(Point annotation dataset records)
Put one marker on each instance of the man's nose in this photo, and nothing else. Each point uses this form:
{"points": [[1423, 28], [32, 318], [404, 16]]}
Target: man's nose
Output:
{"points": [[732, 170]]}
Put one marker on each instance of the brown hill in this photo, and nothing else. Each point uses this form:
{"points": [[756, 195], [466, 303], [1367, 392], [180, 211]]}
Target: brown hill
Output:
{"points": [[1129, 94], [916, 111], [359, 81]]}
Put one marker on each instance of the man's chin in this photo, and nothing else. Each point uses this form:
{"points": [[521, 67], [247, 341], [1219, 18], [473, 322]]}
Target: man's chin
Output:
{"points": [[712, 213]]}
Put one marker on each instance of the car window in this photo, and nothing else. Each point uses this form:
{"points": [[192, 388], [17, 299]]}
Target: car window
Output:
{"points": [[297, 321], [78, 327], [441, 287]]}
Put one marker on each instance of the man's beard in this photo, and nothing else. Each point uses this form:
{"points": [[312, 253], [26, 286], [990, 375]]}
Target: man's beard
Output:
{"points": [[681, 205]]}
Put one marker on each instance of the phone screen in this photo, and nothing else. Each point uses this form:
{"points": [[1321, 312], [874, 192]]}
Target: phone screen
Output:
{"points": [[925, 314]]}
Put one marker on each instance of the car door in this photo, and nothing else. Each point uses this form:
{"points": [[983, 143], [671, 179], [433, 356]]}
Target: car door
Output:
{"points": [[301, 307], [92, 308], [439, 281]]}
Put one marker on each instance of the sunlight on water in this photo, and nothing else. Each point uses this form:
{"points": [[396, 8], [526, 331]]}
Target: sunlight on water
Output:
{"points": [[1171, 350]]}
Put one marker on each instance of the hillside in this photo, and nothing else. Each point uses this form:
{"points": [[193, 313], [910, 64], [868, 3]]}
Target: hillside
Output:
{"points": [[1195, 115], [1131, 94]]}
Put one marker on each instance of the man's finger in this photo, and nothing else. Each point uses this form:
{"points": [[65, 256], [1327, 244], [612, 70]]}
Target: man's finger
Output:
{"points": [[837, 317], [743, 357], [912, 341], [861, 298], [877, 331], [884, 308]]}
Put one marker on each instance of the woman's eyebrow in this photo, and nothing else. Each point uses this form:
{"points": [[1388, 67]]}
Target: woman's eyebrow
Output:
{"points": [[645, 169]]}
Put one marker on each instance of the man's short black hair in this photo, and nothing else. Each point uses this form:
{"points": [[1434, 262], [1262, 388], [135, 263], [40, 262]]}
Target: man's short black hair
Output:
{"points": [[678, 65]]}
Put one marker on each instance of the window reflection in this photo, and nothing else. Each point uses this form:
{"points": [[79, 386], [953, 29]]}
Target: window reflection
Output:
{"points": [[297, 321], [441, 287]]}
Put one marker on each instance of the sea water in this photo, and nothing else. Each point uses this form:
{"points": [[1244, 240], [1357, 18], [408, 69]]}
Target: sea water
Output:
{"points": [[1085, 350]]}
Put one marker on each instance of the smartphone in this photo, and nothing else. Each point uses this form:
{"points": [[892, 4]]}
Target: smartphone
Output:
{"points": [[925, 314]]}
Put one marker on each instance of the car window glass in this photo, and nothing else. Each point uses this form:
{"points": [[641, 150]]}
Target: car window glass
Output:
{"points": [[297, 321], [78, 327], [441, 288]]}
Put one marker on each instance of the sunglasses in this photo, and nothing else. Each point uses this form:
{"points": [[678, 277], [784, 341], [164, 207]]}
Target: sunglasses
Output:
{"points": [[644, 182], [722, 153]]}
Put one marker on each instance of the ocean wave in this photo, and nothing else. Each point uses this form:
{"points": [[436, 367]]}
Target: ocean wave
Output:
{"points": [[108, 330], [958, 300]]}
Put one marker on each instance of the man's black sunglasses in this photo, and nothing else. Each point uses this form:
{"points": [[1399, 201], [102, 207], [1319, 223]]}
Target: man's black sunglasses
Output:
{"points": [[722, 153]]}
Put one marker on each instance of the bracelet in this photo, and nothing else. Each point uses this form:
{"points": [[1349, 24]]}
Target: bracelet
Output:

**WORK TO DO:**
Output the listing above without altering a single character.

**FINISHED TASK:**
Put one marker on each instance of the man's nose in this photo, and nothing else. Each point uses this form:
{"points": [[1423, 28], [32, 318], [404, 16]]}
Target: man's nose
Output:
{"points": [[732, 170]]}
Put one marker on each instance of the brown hill in this photo, and nothing else. Each point uses this form:
{"points": [[756, 195], [466, 303], [1367, 392], [180, 211]]}
Target: brown hill
Output:
{"points": [[1129, 94], [916, 111], [359, 81]]}
Put one marker on each instance of the man's chin in this photo, and nothing else. Each point uses this form:
{"points": [[521, 67], [247, 341], [1219, 18], [473, 322]]}
Target: man's chin
Output:
{"points": [[712, 213]]}
Put one marker on each instance of the car window in this photo, and nothing else. Each point uses this form:
{"points": [[192, 388], [17, 299]]}
Target: car window
Output:
{"points": [[297, 321], [78, 327], [441, 287]]}
Put one marker on each instance of the man's beard in this photo, and nothing else. Each point uses this form:
{"points": [[312, 253], [26, 286], [990, 375]]}
Target: man's beard
Output:
{"points": [[681, 205]]}
Put one marker on each instance of the phone screen in this photo, and nothing else. Each point uses this form:
{"points": [[1321, 312], [874, 192]]}
Target: phone screen
Output:
{"points": [[925, 314]]}
Put one marker on each instance of the car door in this photo, and nothing else. Each point uses this form:
{"points": [[983, 143], [671, 179], [433, 356]]}
Target: car door
Output:
{"points": [[301, 307], [92, 308], [439, 281]]}
Put one marker on each instance of the sunlight on water in this photo, and nothing else. Each point uses this form:
{"points": [[396, 8], [526, 331]]}
Target: sunlight on water
Output:
{"points": [[1171, 350]]}
Put one marker on each instance of the hillside in this photo, and nothing else. Each point uses this form:
{"points": [[193, 313], [910, 64], [868, 3]]}
Target: hillside
Output:
{"points": [[1195, 115], [1131, 94]]}
Put one marker on each instance of the man's finger in this photo, and nothing else. Each point uses this form:
{"points": [[65, 256], [1327, 244], [612, 70]]}
Target: man's finger
Output:
{"points": [[837, 317], [743, 357], [912, 341], [861, 298], [877, 331], [884, 308]]}
Put one marker on each instance of the woman's eyebrow in this photo, and nothing else. Each point uses this form:
{"points": [[1388, 67]]}
Target: woman's eyebrow
Output:
{"points": [[645, 169]]}
Put one marker on each instance of the man's short black hair in this photo, and nothing else. Each point uses this form:
{"points": [[1434, 262], [1262, 388], [135, 263], [40, 262]]}
Target: man's short black hair
Output:
{"points": [[678, 65]]}
Put one marker on each instance of the window reflection in this photo, and nothing else. Each point uses this form:
{"points": [[79, 386], [953, 29]]}
Target: window reflection
Output:
{"points": [[297, 321], [441, 287]]}
Put one marker on each instance of the sea water in this photo, and nothing else. Each point uses this form:
{"points": [[1244, 240], [1357, 18], [408, 69]]}
Target: sea water
Output:
{"points": [[1085, 350]]}
Put one marker on each instance of the smartphone in this photo, and nothing else. Each point uses this form:
{"points": [[892, 4]]}
Target: smartphone
Output:
{"points": [[925, 314]]}
Put one marker on each instance of the car window glass in this photo, and nothing else. Each point uses this form:
{"points": [[641, 150]]}
Target: car window glass
Output:
{"points": [[297, 321], [78, 327], [441, 288]]}
Put one marker on each instance of the sunglasses in this photo, and nothing else. Each point uses this form:
{"points": [[678, 277], [784, 341], [164, 207]]}
Target: sunglasses
Output:
{"points": [[644, 182], [722, 153]]}
Put one marker on each instance of the ocean wave in this photo, and nothing else. Each point uses this form:
{"points": [[436, 367]]}
Target: ocean wave
Output:
{"points": [[108, 330], [958, 300]]}
Put one marker on each instance of the man's black sunglasses in this photo, and nothing else. Each point uses this form:
{"points": [[1399, 201], [102, 207], [1319, 223]]}
Target: man's black sunglasses
Output:
{"points": [[722, 153]]}
Put one marker on each instance of the bracelet in this photo, and nothing else. Each point uses this form:
{"points": [[1349, 24]]}
Target: bracelet
Output:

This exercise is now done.